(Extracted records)
***

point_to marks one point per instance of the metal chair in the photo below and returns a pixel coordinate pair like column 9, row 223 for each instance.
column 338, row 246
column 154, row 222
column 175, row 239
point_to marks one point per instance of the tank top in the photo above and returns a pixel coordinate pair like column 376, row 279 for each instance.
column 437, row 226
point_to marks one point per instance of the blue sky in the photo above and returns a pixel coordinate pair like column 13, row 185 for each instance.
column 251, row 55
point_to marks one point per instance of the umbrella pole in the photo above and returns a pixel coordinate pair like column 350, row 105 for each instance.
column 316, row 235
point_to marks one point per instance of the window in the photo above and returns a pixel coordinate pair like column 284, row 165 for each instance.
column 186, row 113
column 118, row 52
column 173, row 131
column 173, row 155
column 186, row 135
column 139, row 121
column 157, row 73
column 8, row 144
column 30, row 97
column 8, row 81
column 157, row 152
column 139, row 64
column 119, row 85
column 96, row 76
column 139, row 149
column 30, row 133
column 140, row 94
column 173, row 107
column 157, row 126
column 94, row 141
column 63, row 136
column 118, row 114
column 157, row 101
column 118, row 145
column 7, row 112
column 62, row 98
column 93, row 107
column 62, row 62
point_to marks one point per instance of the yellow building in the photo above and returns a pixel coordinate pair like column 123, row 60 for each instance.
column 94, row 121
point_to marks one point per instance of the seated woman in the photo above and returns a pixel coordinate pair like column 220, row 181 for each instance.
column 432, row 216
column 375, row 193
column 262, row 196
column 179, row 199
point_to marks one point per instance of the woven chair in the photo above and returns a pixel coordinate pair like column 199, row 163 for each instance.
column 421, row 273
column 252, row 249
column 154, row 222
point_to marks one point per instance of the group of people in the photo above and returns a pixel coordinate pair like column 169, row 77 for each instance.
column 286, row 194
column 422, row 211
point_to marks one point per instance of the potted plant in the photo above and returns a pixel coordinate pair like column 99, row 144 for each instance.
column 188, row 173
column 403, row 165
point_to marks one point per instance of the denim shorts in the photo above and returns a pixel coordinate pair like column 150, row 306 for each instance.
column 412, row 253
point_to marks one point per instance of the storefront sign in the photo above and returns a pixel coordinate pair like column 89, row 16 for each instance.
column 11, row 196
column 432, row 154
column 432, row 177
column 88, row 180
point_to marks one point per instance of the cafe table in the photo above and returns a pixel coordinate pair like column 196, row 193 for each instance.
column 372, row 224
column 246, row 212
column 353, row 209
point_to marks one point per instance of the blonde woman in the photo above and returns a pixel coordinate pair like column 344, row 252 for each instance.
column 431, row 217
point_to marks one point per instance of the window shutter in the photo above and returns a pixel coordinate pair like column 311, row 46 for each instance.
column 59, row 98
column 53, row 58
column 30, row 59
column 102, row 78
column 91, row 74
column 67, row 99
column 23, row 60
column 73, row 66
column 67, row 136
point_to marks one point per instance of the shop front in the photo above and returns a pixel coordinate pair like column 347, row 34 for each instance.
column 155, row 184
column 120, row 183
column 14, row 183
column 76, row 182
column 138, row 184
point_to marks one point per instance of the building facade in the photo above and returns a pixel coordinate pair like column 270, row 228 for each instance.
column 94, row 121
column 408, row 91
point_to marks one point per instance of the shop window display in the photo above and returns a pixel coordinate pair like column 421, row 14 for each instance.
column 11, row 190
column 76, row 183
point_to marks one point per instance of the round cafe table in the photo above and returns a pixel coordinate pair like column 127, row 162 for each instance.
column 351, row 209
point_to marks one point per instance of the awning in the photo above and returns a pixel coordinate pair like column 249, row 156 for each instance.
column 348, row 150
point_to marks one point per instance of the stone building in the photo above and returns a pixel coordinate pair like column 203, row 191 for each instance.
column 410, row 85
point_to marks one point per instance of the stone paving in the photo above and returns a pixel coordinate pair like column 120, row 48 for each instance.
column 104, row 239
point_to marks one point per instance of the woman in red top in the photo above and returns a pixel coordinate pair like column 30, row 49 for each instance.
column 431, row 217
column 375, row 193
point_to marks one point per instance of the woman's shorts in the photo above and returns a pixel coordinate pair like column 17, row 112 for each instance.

***

When you retype the entries above, keep every line identical to the source.

Solution for this task
point_to marks one point per instance of the metal chair in the photo below and returns a pixel coordinate pair like column 9, row 223 for each instance.
column 338, row 246
column 154, row 222
column 175, row 239
point_to marks one point per instance of the tank top in the photo above and returns a pixel coordinate pair like column 376, row 279 for each instance.
column 437, row 226
point_to marks one point per instance of the blue sky in the photo above and returns a pixel coordinate pair like column 13, row 185 for each instance.
column 251, row 55
point_to marks one point per instance of the umbrella pole in the photo above and returns a pixel coordinate pair like column 350, row 105 for each instance.
column 316, row 235
point_to marks one point per instance of the window in the photo above and returns a pixel coordinate pair like column 284, row 165 for each instance.
column 186, row 113
column 118, row 52
column 173, row 131
column 173, row 155
column 186, row 135
column 139, row 121
column 157, row 73
column 8, row 144
column 30, row 97
column 8, row 81
column 157, row 152
column 139, row 64
column 119, row 85
column 96, row 76
column 139, row 149
column 30, row 133
column 140, row 94
column 173, row 107
column 157, row 126
column 94, row 141
column 63, row 136
column 118, row 114
column 157, row 101
column 118, row 145
column 7, row 112
column 62, row 98
column 93, row 107
column 62, row 62
point_to marks one point per instance of the yellow building in the photo above and returns a pixel coordinate pair like column 123, row 60 for each instance.
column 94, row 121
point_to marks one point per instance of the seated woman in the photo above and returns a pixel coordinate pair like column 220, row 181 for each instance.
column 432, row 216
column 375, row 193
column 262, row 196
column 179, row 199
point_to marks one point per instance of the woven chair in the photo above and returns a pixel coordinate pair like column 199, row 163 for each instance.
column 421, row 273
column 252, row 249
column 154, row 222
point_to marks one point per instance of the group of people in the photo above and returns a pixel coordinate pair like column 169, row 77 for each instance.
column 286, row 194
column 422, row 211
point_to marks one point per instance of the potted plant in the photo above and returns a pixel coordinate pair like column 99, row 144 for each instance.
column 188, row 173
column 403, row 165
point_to marks one point per instance of the denim shorts in the photo above and returns a pixel coordinate pair like column 150, row 306 for each instance.
column 412, row 253
point_to marks one point per instance of the storefront sign in the photo above and returns a pixel coordinate pair like column 89, row 16 for each instance.
column 11, row 196
column 432, row 154
column 432, row 177
column 88, row 180
point_to marks one point per instance of the cafe table in the photo above and returns a pixel coordinate pair like column 196, row 193 for each instance.
column 372, row 224
column 246, row 212
column 353, row 209
point_to marks one point per instance of the blonde woman in the photo above and returns a pixel coordinate pair like column 344, row 252 for each instance.
column 431, row 217
point_to marks one point per instance of the window shutter in the photo above and returns a pixel coordinate pair like column 311, row 46 for each instance.
column 59, row 98
column 53, row 58
column 30, row 59
column 102, row 78
column 91, row 74
column 67, row 99
column 23, row 60
column 73, row 66
column 67, row 136
point_to marks one point per instance of the shop front in the photo above and returns a pixel coordinate pair like column 347, row 34 for each instance.
column 155, row 184
column 120, row 183
column 14, row 183
column 76, row 182
column 138, row 184
point_to marks one point per instance of the building facade in the photo above and returns a pixel coordinate pair like column 270, row 228 for each instance.
column 94, row 121
column 408, row 91
point_to marks one point per instance of the shop window display in the photo above and returns a pixel coordinate pair like column 421, row 14 for each instance.
column 11, row 190
column 76, row 183
point_to marks one point per instance of the round cafe table in the photo above and returns a pixel coordinate pair like column 127, row 162 for each instance.
column 351, row 209
point_to marks one point per instance of the awning in the photo above and returns a pixel coordinate pair like column 249, row 156 for each instance.
column 348, row 150
point_to marks one point per instance of the stone building in the photo above and returns a pixel coordinate pair like column 203, row 191 for each instance.
column 410, row 85
point_to marks one point per instance of the stone paving in the photo above and returns a pixel coordinate pair like column 120, row 48 for each instance.
column 104, row 239
point_to marks one point per instance of the woman in red top in the photo above and returns a pixel coordinate pair like column 30, row 49 for each instance.
column 431, row 217
column 375, row 193
point_to marks one point per instance of the woman's shorts in the photo above and returns a pixel coordinate pair like column 17, row 112 for each instance.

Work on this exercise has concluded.